-- begin Data records --
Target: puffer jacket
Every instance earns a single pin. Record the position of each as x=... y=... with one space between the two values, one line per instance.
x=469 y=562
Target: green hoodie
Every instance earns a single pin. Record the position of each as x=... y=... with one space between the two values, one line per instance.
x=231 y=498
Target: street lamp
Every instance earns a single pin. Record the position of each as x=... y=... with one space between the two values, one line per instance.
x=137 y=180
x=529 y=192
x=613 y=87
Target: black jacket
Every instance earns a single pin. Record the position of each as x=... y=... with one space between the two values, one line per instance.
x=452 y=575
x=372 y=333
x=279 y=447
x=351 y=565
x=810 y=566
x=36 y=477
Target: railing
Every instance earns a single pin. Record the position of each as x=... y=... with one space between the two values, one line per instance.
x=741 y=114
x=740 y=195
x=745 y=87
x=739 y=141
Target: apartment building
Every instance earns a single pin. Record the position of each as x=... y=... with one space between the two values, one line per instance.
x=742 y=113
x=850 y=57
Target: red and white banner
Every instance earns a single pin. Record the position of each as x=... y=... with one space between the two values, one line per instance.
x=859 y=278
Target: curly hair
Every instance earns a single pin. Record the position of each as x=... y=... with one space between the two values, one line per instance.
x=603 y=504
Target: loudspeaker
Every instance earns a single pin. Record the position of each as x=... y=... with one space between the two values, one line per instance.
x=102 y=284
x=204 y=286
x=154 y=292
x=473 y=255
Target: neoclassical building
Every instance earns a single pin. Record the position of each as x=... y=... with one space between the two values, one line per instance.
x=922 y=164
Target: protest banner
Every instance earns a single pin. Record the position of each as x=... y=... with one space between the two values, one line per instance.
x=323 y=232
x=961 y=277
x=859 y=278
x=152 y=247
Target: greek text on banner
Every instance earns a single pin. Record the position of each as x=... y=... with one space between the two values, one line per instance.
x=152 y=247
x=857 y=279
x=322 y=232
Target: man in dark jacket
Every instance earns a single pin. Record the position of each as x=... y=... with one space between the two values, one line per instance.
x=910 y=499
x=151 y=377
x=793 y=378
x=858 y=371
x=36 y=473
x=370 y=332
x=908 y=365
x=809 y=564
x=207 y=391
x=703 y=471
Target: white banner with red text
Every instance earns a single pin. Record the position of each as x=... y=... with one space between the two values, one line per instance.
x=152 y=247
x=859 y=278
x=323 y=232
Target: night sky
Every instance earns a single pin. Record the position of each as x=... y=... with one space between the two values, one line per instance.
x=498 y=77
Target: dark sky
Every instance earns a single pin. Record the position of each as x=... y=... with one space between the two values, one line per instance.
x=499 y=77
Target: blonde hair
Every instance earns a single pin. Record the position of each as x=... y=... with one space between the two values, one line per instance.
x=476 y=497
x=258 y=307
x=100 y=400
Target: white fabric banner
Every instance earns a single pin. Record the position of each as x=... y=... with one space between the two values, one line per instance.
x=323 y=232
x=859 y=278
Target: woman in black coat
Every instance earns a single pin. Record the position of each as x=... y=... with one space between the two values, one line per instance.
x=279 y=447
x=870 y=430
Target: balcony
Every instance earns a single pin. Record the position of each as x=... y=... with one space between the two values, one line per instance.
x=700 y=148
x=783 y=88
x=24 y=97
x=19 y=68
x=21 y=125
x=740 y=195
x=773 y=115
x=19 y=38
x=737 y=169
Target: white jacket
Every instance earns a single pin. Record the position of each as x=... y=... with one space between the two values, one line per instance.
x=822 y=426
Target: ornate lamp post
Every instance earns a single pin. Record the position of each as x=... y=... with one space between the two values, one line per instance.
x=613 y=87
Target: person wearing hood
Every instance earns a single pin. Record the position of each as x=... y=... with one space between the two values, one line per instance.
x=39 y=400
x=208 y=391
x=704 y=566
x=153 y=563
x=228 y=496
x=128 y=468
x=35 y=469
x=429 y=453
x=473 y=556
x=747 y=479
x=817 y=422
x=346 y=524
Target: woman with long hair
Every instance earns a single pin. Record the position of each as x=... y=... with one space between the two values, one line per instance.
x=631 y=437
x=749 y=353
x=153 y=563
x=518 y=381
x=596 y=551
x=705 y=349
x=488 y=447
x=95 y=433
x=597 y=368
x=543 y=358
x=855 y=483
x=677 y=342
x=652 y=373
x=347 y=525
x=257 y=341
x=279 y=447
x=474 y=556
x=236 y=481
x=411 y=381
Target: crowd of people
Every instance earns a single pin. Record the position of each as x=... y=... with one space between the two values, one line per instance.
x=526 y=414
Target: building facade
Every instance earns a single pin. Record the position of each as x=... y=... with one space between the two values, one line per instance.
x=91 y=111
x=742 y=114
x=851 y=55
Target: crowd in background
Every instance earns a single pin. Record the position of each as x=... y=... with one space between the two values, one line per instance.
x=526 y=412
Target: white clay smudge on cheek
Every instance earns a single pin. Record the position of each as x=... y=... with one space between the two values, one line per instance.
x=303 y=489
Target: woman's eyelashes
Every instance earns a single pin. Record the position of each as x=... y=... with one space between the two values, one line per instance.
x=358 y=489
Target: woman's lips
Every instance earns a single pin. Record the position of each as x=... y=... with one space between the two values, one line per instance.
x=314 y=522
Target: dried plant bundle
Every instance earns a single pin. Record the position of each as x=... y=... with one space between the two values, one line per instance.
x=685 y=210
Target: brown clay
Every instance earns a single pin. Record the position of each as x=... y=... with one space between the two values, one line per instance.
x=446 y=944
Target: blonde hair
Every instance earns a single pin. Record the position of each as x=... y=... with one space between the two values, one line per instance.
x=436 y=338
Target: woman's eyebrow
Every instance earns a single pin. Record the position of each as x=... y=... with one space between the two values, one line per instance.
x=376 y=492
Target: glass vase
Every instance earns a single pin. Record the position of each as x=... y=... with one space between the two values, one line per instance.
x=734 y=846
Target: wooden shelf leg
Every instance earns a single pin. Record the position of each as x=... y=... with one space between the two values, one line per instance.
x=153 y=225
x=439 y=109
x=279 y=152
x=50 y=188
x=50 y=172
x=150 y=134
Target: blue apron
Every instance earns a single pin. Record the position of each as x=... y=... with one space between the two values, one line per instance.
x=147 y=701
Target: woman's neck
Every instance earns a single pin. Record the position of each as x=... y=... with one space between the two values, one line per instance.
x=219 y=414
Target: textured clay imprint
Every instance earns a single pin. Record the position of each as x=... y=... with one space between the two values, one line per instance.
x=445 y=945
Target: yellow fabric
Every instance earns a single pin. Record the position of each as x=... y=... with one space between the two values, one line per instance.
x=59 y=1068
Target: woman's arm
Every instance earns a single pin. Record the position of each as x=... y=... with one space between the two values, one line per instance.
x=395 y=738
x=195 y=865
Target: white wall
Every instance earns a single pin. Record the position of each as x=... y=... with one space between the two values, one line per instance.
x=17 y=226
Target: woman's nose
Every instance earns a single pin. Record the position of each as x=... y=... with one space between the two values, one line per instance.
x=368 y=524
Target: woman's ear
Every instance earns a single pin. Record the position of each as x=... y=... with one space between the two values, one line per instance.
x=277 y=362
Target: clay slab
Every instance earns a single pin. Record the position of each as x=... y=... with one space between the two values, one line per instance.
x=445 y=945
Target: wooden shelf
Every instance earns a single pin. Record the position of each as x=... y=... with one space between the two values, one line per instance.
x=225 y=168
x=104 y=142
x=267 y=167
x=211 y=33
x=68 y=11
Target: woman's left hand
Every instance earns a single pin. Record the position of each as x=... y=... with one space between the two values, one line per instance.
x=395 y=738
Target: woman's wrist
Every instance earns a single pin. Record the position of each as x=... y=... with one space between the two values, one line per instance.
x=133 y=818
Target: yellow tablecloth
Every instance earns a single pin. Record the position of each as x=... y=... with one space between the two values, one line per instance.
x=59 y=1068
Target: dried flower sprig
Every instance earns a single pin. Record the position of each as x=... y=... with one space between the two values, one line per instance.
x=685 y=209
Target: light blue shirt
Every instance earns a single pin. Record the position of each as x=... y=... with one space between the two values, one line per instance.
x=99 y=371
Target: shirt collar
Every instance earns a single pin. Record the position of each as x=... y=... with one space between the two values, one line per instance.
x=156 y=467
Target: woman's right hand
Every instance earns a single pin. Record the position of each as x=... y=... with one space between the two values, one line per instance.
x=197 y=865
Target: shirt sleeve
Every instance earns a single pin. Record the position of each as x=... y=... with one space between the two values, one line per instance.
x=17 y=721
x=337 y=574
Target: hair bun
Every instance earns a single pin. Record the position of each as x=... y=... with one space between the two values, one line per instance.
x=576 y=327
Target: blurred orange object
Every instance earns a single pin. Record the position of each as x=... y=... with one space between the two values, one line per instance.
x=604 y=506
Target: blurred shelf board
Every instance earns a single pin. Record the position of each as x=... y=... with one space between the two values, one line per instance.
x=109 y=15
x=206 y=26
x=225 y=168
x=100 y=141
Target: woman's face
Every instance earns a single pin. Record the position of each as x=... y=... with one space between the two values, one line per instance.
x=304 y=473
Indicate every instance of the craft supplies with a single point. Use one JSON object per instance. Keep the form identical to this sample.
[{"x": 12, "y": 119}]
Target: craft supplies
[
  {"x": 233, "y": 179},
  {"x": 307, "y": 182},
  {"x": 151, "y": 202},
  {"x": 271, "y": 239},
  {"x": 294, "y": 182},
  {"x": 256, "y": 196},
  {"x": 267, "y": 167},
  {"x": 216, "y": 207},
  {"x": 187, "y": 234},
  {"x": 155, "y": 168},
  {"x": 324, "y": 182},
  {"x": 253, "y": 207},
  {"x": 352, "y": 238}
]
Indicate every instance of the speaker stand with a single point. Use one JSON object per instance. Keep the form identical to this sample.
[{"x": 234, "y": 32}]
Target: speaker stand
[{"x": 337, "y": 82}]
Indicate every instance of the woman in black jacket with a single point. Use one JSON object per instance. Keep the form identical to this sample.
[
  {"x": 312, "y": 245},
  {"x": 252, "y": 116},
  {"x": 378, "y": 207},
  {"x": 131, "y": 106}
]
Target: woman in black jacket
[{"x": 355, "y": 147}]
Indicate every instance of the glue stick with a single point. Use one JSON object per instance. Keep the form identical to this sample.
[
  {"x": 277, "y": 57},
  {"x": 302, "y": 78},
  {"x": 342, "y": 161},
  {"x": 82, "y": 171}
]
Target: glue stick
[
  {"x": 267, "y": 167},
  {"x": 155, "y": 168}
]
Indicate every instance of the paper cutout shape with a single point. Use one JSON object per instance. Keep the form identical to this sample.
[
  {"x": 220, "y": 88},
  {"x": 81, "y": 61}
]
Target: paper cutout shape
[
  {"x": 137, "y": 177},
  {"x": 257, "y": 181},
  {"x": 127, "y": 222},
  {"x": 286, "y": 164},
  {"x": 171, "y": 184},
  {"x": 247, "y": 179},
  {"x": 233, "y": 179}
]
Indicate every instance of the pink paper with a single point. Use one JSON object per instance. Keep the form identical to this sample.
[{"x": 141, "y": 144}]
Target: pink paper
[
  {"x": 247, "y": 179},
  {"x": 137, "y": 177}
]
-- end Data records --
Which lines begin at the one containing "Target: light blue shirt" and stop after the one containing "x=304 y=473"? Output them as a Markdown table with columns Row and Line, numbering each row and skipping blank lines.

| Row | Line |
|---|---|
| 1 | Target: light blue shirt |
| 2 | Every instance earns a single pin. Record the position of each as x=... y=... with one space between the two values, one line per instance. |
| 3 | x=99 y=371 |
| 4 | Target: shirt collar |
| 5 | Every instance earns a single pin. Record the position of each as x=... y=... with one space between the two values, one line per instance. |
| 6 | x=156 y=467 |
| 7 | Target: woman's right hand |
| 8 | Every instance earns a single pin. Record the position of each as x=... y=... with one space between the two values, one line per instance. |
| 9 | x=197 y=865 |
| 10 | Target: shirt sleeve |
| 11 | Every instance earns a single pin. Record the position of each as x=... y=... with one space between the two values, one line per instance. |
| 12 | x=17 y=721 |
| 13 | x=337 y=574 |
| 14 | Target: hair bun |
| 15 | Every instance earns a single pin. Record the position of each as x=... y=... with one space between the two values, one line per instance. |
| 16 | x=576 y=327 |
| 17 | Target: blurred orange object |
| 18 | Every instance earns a single pin. Record the position of each as x=... y=... with one space between the two values, one line per instance. |
| 19 | x=604 y=506 |
| 20 | Target: blurred shelf board |
| 21 | Every instance earns a single pin. Record the position of each as x=... y=... with one space between the two values, one line per instance. |
| 22 | x=109 y=15 |
| 23 | x=206 y=26 |
| 24 | x=225 y=168 |
| 25 | x=100 y=141 |
| 26 | Target: woman's face |
| 27 | Every instance earns a single pin. Record the position of each as x=... y=... with one space between the two values, one line per instance. |
| 28 | x=304 y=473 |